▸ **Provided text**:
-- Opening Marker --

London: Moscow has named a square in the city in honour of British double agent Kim Philby, in a seemingly provocative response to the Skripal affair.
Sergei Sobyanin, the mayor of Moscow, who is one of President Vladimir Putin's closest allies, personally made the request for an obscure intersection in the south west of the city be renamed Kim Philby Square. The decree was published on Moscow city's local government website on Tuesday.
Former British diplomat and journalist Harold “Kim” Philby faces the media at his parents’ London house in 1955.Credit:AP
Local residents expressed astonishment that the junction was being renamed after Philby, when he never lived in the area.
A city hall spokesman declined to comment on why the road junction was being renamed.
The name change comes just weeks after the GRU, Russia's military intelligence unit, was identified as being behind the attempted assassination of Sergei Skripal in Salisbury in March. Theresa May vowed to smash the GRU's power and activities after two suspects were named.
Russian ex-spy Sergei Skripal and his daughter Yulia.Credit:AP
Colonel Skripal, 67, was poisoned with novichok nerve agent but survived the attack along with his daughter, Yulia, 33. He was a senior officer in the GRU who was imprisoned in 2006 for selling secrets to MI6. He was released in 2010 as part of a spy swap.

-- Closing Marker --

▸ **Work instruction 1**: Reproduce the part of the article about Moscow's Kim Philby Square starting at "Sergei Sobyanin, the" and ending at "was being renamed.".
▸ **Work instruction 2**: Continue the article about Moscow's Kim Philby Square from the point where it stops.

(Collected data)
-- Opening Marker --

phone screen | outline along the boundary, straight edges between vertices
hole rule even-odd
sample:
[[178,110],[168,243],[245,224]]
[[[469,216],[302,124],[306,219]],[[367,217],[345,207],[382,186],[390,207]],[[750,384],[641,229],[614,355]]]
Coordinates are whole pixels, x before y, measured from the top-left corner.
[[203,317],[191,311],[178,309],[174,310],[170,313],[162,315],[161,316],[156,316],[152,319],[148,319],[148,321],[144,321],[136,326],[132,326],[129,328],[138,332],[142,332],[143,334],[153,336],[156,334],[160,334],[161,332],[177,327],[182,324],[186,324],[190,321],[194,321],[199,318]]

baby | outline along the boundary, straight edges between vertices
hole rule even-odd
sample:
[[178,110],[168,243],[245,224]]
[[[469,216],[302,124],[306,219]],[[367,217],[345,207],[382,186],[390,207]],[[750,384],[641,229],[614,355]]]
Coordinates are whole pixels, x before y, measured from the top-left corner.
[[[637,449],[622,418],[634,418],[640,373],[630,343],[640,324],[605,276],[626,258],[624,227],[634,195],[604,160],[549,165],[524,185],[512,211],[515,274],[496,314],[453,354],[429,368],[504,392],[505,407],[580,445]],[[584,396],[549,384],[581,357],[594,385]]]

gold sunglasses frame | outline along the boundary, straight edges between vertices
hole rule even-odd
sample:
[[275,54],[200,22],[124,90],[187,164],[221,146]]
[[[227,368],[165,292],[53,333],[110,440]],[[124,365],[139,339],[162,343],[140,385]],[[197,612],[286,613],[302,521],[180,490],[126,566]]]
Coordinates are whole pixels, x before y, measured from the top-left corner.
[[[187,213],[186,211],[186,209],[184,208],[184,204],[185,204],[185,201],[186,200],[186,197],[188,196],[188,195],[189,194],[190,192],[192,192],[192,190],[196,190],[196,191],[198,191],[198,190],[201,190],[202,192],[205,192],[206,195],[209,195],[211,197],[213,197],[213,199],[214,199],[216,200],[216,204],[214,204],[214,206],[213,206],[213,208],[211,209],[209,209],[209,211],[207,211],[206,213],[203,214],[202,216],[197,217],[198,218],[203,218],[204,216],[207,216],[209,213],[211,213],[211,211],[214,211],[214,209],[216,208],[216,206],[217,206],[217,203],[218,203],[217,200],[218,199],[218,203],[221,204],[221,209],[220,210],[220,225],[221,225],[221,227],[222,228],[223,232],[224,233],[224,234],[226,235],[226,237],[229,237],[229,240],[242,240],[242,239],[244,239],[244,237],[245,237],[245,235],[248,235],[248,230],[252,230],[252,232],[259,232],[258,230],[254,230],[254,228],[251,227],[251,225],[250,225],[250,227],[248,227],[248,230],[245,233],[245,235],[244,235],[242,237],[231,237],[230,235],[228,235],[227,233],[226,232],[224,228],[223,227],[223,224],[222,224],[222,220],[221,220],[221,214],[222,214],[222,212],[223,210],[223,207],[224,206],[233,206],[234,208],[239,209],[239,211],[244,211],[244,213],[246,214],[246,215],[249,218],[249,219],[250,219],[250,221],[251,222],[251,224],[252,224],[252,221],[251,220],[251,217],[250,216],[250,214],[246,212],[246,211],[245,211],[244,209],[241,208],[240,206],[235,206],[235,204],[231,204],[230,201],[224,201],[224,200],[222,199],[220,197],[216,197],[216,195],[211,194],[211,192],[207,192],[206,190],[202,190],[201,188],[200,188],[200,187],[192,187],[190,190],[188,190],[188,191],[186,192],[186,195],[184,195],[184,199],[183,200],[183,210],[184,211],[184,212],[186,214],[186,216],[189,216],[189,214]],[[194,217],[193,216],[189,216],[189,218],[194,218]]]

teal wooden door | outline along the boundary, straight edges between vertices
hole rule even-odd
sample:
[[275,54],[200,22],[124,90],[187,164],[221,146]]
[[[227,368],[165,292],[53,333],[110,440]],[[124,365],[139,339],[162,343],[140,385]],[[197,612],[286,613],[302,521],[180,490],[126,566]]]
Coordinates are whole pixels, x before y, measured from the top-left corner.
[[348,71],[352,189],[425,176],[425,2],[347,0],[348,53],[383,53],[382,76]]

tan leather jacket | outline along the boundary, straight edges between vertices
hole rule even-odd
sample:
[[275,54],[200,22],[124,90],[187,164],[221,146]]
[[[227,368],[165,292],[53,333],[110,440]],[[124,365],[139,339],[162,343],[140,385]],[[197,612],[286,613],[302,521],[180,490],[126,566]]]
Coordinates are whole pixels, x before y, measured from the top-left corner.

-- Closing Marker --

▸ **Exercise answer 1**:
Sergei Sobyanin, the mayor of Moscow, who is one of President Vladimir Putin's closest allies, personally made the request for an obscure intersection in the south west of the city be renamed Kim Philby Square. The decree was published on Moscow city's local government website on Tuesday.
Former British diplomat and journalist Harold “Kim” Philby faces the media at his parents’ London house in 1955.Credit:AP
Local residents expressed astonishment that the junction was being renamed after Philby, when he never lived in the area.
A city hall spokesman declined to comment on why the road junction was being renamed.

▸ **Exercise answer 2**:
Philby is believed to have been the most successful member of the Cambridge spy ring that betrayed MI6 and provided secret information to the Soviet Union over three decades. Philby, along with other members of the ring, was recruited at Cambridge University in the 1930s. He died in Moscow in 1988 aged 76, having been awarded the Order of Lenin in 1965.
After his defection, he lived in central Moscow, far from the windswept intersection that has been named after him in Yasenevo district on the outskirts of the capital.
However, the square is close to the sprawling campus of the SVR, Russia's Foreign Intelligence Service.
The agency has maintained Philby's legacy, with a page on its website dedicated to him and the intelligence he provided during the Second World War.
Sergei Naryshkin, the SVR director, spoke at an event last year to mark the unveiling of a portrait of Philby at an art gallery in Moscow.
Intelligence veterans in attendance suggested that a street should be named after the defector because he enjoyed walking around the city.
But several residents of Yasenevo district said on a neighbourhood Facebook group they had no idea who Philby was and wondered if Moscow had run out of Russian writers to honour. "They should have named the ramp leading to their campus after him instead," wrote Katerina Reatsea, referring to the intelligence agency.
The irony of naming the junction after Philby will not be lost on Putin's critics. The Russian president had previously called Skripal a "scumbag" for betraying his homeland. The Kremlin does not seem to take the same view of Philby.
While Skripal and his daughter survived the nerve agent attack, British woman Dawn Sturgess was killed after inadvertently spraying herself with novichok contained in a perfume bottle discarded by the GRU hit squad.